Suriye’nin kuzeybatısında suç oranları azaldı

Suriye’nin kuzeybatısındaki güvenlik birimleri denetimlerini sürdürüyor. (Şarku’l Avsat)
Suriye’nin kuzeybatısındaki güvenlik birimleri denetimlerini sürdürüyor. (Şarku’l Avsat)
TT

Suriye’nin kuzeybatısında suç oranları azaldı

Suriye’nin kuzeybatısındaki güvenlik birimleri denetimlerini sürdürüyor. (Şarku’l Avsat)
Suriye’nin kuzeybatısındaki güvenlik birimleri denetimlerini sürdürüyor. (Şarku’l Avsat)

Başta Heyetu Tahriru’ş Şam (HTŞ) olmak üzere muhalif grupların kontrolü altındaki İdlib’de cinayet ve adam kaçırma oranı son yıllarda yüzde 50’nin altına düştü. Güvenlik durumu rejim güçleri ve Suriye Demokratik Güçleri’in (SDG) etkisi altındaki diğer alanlara kıyasla iyileşirken, İdlib’deki aktivistlere ve yetkililere göre yoksulluk nedeniyle hırsızlık suçları ise halen aynı oranda seyrediyor.
Şarku’l Avsat’ın Suriye’nin kuzeybatısında bulunan muhalif bölgelerdeki suç oranları hakkında yürüttüğü araştırmaya katılan,  yerinden edilenlerden İdlib’deki aktivist Bakar Hamidi şu açıklamada bulundu:
“Suriye muhalefetinin kontrolü altındaki bölgelerde (İdlib, Hama kırsalı, Halep ve Lazkiye) suç oranı, son birkaç yılda yüzde 50’nin altına düştü. Bu bölgeler, suçların (cinayet, adam kaçırma, silahsızlanma ve hırsızlık) en yüksek düzeyde görüldüğü geçmiş yıllara kıyasla şu an benzeri görülmemiş bir güvenlik istikrarına tanık oluyor. Muhalefet bölgelerinde suç oranındaki düşüş, HTŞ ve diğer gruplar tarafından son yıllarda oluşturulan tek ve düzenli bir güvenlik organının ve polis güçlerinin varlığından kaynaklanıyor. Bu organlar ve polis güçleri, suçluları ve ‘öldürme, hırsızlık, silahlı saldırı ve adam kaçırma’ operasyonlarına karışanları kovuşturmak için çalışıyor.”
Yine İdlib’den Muhammed el-Esmer de şu açıklamada bulundu:
“İdlib vilayetinde suç oranı önceki yıllara göre azaldı ve artık kaçırılanların ve ailelerinin fidye ödemesi istenen telefonlar almıyoruz veya kaçırılma videoları izlemiyoruz. Kimliği belirsiz kişilerce öldürülen kimliği belirsiz cesetler de eskisinden daha az. Suçlar halen işleniyor ancak eskisinden çok daha düşük bir oranda. Bölge bir güvenlik konusunda bir istikrara tanık olmaya başladı. Ancak hırsızlık eski hızıyla devam ediyor. Bu hırsızlıklara, Suriye’nin kuzeyinin tanık olduğu yoksulluk durumunun katkı sağladığını düşünüyorum.”

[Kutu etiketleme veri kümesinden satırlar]
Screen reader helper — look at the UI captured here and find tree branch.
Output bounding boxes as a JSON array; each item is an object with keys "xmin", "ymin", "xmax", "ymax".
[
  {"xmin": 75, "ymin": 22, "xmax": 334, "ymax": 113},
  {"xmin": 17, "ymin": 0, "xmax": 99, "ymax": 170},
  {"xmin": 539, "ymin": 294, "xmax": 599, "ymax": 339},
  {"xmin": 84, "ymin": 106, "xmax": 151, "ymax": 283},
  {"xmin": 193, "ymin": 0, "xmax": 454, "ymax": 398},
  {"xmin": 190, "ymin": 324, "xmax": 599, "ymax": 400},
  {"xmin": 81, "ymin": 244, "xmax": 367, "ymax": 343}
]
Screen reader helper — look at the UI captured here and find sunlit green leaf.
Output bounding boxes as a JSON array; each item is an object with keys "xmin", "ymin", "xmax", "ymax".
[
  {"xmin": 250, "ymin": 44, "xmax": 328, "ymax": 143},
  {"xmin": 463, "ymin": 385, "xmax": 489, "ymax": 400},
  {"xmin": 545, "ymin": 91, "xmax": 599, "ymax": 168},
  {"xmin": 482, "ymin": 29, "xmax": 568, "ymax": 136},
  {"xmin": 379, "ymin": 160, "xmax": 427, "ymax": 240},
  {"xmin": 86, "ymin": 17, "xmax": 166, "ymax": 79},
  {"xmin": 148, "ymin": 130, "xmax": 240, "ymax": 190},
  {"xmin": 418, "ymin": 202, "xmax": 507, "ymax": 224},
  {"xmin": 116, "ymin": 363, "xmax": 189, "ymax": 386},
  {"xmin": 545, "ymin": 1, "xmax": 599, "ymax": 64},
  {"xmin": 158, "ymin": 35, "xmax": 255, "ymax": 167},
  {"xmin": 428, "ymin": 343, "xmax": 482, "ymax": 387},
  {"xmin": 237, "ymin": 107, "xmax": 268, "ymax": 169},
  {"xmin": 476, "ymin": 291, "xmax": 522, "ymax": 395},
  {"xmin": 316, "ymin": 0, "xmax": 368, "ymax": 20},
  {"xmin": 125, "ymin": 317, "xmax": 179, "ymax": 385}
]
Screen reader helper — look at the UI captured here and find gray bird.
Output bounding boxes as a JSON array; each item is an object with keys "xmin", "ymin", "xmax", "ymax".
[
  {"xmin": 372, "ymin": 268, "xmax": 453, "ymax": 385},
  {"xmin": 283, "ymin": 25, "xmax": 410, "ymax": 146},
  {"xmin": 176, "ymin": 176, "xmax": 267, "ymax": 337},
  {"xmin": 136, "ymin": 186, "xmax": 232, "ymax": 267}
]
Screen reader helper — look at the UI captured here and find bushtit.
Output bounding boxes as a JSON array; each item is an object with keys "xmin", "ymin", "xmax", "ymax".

> Yapılması gerekenler
[1] Aşağıdaki ifadeler haberle örtüşüyor mu? Her biri için evet ya da hayır deyin ve kararı belirleyen sözleri haberden olduğu gibi alıntılayın.
(a) İdlib'de cinayet ve adam kaçırma oranı son yıllarda yüzde 50'nin altına inmiştir.
(b) Muhammed el-Esmer'e göre İdlib'de hırsızlık da önceki yıllara göre azalmıştır.
(c) Bakar Hamidi, suç oranındaki düşüşü tek ve düzenli bir güvenlik organının ve polis güçlerinin varlığına bağlamaktadır.
[2] Satırlarda "and find bushtit." ifadesini içeren satırdan satırların sonuna kadar uzanan kısmı, her iki ucu da dahil ederek birebir yazın.

> Doğru cevaplar
[1]
(a) Evet: "Başta Heyetu Tahriru’ş Şam (HTŞ) olmak üzere muhalif grupların kontrolü altındaki İdlib’de cinayet ve adam kaçırma oranı son yıllarda yüzde 50’nin altına düştü."
(b) Hayır: "Ancak hırsızlık eski hızıyla devam ediyor."
(c) Evet: "Muhalefet bölgelerinde suç oranındaki düşüş, HTŞ ve diğer gruplar tarafından son yıllarda oluşturulan tek ve düzenli bir güvenlik organının ve polis güçlerinin varlığından kaynaklanıyor."

[2]
Screen reader helper — look at the UI captured here and find bushtit.
Output bounding boxes as a JSON array; each item is an object with keys "xmin", "ymin", "xmax", "ymax".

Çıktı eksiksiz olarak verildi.